> _Location identification entries_
-=-=-

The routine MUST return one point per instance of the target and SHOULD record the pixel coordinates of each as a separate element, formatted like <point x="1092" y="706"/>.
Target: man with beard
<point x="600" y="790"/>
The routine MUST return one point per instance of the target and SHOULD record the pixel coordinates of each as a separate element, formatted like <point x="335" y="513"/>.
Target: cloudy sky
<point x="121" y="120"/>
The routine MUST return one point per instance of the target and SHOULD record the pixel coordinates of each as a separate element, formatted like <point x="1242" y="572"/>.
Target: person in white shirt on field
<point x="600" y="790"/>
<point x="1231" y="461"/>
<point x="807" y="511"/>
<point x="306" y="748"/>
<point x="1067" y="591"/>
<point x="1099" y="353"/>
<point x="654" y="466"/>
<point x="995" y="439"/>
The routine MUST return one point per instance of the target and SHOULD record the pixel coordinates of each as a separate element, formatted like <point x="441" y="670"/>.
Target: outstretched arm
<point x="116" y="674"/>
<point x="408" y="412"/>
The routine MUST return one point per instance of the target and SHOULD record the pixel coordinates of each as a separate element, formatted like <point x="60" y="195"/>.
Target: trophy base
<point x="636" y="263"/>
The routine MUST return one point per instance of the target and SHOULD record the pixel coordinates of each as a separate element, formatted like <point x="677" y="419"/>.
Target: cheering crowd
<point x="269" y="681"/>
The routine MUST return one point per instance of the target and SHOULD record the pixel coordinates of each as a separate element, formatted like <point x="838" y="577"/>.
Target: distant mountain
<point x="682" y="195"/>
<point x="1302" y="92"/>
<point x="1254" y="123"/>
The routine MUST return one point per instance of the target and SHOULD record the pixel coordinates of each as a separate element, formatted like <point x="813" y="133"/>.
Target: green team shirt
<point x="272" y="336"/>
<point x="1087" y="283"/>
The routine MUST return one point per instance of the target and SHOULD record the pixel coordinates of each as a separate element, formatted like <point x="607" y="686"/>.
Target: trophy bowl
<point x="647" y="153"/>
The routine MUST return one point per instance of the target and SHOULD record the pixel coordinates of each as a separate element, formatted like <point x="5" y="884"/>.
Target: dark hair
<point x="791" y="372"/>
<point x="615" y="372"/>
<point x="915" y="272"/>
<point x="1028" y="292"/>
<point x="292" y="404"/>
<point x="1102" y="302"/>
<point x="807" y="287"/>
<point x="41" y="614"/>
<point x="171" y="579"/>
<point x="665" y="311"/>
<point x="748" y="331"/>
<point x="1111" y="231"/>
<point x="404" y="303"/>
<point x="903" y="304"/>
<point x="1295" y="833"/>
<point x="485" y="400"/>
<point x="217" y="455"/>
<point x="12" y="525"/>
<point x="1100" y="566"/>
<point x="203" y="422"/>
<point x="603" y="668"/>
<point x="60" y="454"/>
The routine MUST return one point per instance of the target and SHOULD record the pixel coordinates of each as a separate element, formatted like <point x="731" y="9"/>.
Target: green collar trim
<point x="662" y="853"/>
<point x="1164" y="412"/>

-=-=-

Pick out each line of the items above that contains the string "shirt", and copy those lines. Case counts.

Target: person in white shirt on field
Target: green team shirt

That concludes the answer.